■ PASSAGE PROVIDED ■
Note: ‘Excessive’ has no negative connotations.

10. Just barely making it onto the list is an automated display timed to the peanuts theme. Link to Youtube.

9. controltheshow.com offers a unique experience where the user gets complete control over christmas lights that are viewable via a webcam. There is a queue system where the user gets sole control over the lights for a minute.

8. An automated light display of the song Carol of the Bells is one of the better ones around and made it into this list.

7. These aren’t a light displays, or even displays at all, but they are just sooo awesome that I had to put them in here. gotchabox.com has some hilarious fake product boxes (eg. a 28 piece wisk set) to put real presents in. Too bad it’s too late to order these for Christmas.

6. Here is another automated Christmas light display to the Trans Siberian Orchestra’s the Nutcracker.

■ DATASET RECORDS ■
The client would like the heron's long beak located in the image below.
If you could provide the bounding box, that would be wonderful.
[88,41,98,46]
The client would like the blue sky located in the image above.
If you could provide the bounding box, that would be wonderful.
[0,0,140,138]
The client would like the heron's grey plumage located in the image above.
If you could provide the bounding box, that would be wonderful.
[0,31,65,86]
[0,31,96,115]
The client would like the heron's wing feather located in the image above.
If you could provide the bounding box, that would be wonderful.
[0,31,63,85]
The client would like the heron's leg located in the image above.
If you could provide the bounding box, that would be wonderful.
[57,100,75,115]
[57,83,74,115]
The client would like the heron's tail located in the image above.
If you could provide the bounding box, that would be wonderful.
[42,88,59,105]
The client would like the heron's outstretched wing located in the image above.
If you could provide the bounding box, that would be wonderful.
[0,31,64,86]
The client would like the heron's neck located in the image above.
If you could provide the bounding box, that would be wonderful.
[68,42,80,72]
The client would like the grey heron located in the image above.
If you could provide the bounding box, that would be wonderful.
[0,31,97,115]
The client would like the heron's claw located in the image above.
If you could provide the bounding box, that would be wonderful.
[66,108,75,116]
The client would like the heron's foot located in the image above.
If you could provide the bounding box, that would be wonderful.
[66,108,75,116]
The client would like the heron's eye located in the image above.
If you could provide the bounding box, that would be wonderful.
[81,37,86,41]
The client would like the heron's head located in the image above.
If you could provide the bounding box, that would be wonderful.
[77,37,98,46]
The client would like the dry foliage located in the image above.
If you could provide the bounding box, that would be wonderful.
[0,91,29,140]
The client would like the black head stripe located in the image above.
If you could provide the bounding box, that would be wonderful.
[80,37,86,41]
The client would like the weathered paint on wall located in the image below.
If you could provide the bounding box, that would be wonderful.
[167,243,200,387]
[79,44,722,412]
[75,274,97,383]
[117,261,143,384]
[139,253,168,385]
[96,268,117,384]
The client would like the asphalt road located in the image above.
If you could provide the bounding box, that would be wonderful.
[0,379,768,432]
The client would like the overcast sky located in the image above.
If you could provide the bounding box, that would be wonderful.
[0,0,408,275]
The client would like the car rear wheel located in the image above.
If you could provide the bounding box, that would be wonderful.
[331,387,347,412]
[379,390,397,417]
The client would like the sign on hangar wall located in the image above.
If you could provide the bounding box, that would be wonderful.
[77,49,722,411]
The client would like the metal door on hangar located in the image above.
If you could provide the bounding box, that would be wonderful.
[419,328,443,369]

■ PROBLEM TO SOLVE ■
Please return everything from "10. Just barely" down to "Orchestra’s the Nutcracker." in the Christmas lights list, copied word for word.

■ SOLUTION TO THIS TASK ■
10. Just barely making it onto the list is an automated display timed to the peanuts theme. Link to Youtube.

9. controltheshow.com offers a unique experience where the user gets complete control over christmas lights that are viewable via a webcam. There is a queue system where the user gets sole control over the lights for a minute.

8. An automated light display of the song Carol of the Bells is one of the better ones around and made it into this list.

7. These aren’t a light displays, or even displays at all, but they are just sooo awesome that I had to put them in here. gotchabox.com has some hilarious fake product boxes (eg. a 28 piece wisk set) to put real presents in. Too bad it’s too late to order these for Christmas.

6. Here is another automated Christmas light display to the Trans Siberian Orchestra’s the Nutcracker.